**Point labeling dataset excerpts:**
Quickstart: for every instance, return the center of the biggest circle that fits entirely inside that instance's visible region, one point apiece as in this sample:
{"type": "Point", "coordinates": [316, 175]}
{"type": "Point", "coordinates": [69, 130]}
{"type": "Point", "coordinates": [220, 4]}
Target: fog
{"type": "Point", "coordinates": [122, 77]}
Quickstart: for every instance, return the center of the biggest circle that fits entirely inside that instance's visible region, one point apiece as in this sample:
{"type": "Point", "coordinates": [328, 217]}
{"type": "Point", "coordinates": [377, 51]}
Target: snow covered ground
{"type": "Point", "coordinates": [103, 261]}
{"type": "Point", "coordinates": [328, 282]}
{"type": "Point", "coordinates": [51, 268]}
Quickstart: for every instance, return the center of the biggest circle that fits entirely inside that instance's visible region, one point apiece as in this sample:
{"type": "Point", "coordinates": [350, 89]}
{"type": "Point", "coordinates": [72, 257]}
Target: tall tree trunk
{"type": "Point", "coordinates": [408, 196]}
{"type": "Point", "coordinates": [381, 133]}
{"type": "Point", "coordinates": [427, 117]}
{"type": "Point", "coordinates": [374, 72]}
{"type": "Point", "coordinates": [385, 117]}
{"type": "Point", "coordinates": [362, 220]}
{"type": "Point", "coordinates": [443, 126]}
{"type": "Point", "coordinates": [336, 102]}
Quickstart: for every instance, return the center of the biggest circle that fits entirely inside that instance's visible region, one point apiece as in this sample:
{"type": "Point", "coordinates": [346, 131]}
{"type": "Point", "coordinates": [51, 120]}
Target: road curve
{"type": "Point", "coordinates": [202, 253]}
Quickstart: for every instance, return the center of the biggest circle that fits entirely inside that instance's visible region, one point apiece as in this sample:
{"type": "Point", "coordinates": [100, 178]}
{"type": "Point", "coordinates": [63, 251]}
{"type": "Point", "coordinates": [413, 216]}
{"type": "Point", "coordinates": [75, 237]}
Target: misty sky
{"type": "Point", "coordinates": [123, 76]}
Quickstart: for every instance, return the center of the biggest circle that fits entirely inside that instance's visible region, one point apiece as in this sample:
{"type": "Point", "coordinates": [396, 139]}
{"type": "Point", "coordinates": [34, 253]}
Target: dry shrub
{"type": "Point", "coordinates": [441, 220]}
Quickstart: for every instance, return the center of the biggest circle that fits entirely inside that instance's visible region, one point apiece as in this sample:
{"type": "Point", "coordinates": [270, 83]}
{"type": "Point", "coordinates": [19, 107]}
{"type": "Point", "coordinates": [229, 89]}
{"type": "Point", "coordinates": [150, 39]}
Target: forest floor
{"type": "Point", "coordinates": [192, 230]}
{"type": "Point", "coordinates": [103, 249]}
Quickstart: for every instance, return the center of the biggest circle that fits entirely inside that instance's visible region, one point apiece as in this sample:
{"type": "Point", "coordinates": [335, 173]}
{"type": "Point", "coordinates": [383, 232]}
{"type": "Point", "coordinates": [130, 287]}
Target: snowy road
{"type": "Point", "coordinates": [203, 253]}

**THE REQUEST:** Convert every one of the records above into a two-column CSV with the headers input_text and labeled_points, one row per record. Put the record's text in input_text and its answer in labeled_points, each as a single quoted field with line breaks replaced by spaces.

**ANSWER FOR THE TASK:**
input_text,labeled_points
"Quickstart: for every instance, return the center of the biggest circle that fits entirely inside that instance's visible region, one point apiece as in this sample: {""type"": ""Point"", ""coordinates"": [316, 175]} {""type"": ""Point"", ""coordinates"": [69, 130]} {""type"": ""Point"", ""coordinates"": [220, 4]} Target: fog","{""type"": ""Point"", ""coordinates"": [122, 77]}"
"Quickstart: for every instance, return the center of the biggest circle that fits entirely inside that instance's visible region, one point apiece as in this sample: {""type"": ""Point"", ""coordinates"": [328, 217]} {""type"": ""Point"", ""coordinates"": [377, 51]} Target: snow covered ground","{""type"": ""Point"", ""coordinates"": [103, 261]} {""type"": ""Point"", ""coordinates"": [328, 282]} {""type"": ""Point"", ""coordinates"": [51, 268]}"
"Quickstart: for every instance, return the center of the biggest circle that fits entirely inside that instance's visible region, one point apiece as in this sample: {""type"": ""Point"", ""coordinates"": [350, 89]} {""type"": ""Point"", ""coordinates"": [72, 257]} Target: tall tree trunk","{""type"": ""Point"", ""coordinates"": [408, 196]} {""type"": ""Point"", ""coordinates"": [381, 133]} {""type"": ""Point"", ""coordinates"": [427, 117]} {""type"": ""Point"", ""coordinates"": [374, 72]} {""type"": ""Point"", ""coordinates"": [385, 117]} {""type"": ""Point"", ""coordinates"": [362, 220]} {""type"": ""Point"", ""coordinates"": [443, 126]} {""type"": ""Point"", ""coordinates"": [336, 102]}"
"Quickstart: for every instance, return the center of the biggest circle that fits entirely inside that instance's visible region, one point apiece as in this sample: {""type"": ""Point"", ""coordinates"": [346, 131]} {""type"": ""Point"", ""coordinates"": [51, 120]} Target: road curve","{""type"": ""Point"", ""coordinates"": [202, 253]}"
"Quickstart: for every instance, return the center of the biggest circle that fits entirely inside that instance's visible region, one point apiece as in this sample: {""type"": ""Point"", ""coordinates"": [100, 178]} {""type"": ""Point"", ""coordinates"": [63, 251]} {""type"": ""Point"", ""coordinates"": [413, 216]} {""type"": ""Point"", ""coordinates"": [75, 237]} Target: misty sky","{""type"": ""Point"", ""coordinates"": [123, 76]}"
"Quickstart: for every instance, return the center of the biggest circle that fits entirely inside that instance's visible region, one point apiece as in this sample: {""type"": ""Point"", ""coordinates"": [396, 139]} {""type"": ""Point"", ""coordinates"": [34, 253]} Target: dry shrub","{""type"": ""Point"", ""coordinates"": [441, 220]}"
"Quickstart: for every instance, return the center of the biggest circle that fits entirely inside that instance's visible region, one point apiece as in this sample: {""type"": ""Point"", ""coordinates"": [270, 83]} {""type"": ""Point"", ""coordinates"": [19, 107]} {""type"": ""Point"", ""coordinates"": [229, 89]} {""type"": ""Point"", ""coordinates"": [150, 39]} Target: forest floor","{""type"": ""Point"", ""coordinates"": [192, 230]} {""type"": ""Point"", ""coordinates"": [103, 249]}"
"Quickstart: for every instance, return the center of the biggest circle that fits entirely inside that instance's visible region, one point apiece as in this sample: {""type"": ""Point"", ""coordinates"": [335, 173]} {""type"": ""Point"", ""coordinates"": [383, 232]} {""type"": ""Point"", ""coordinates"": [130, 287]} Target: snowy road","{""type"": ""Point"", ""coordinates"": [203, 253]}"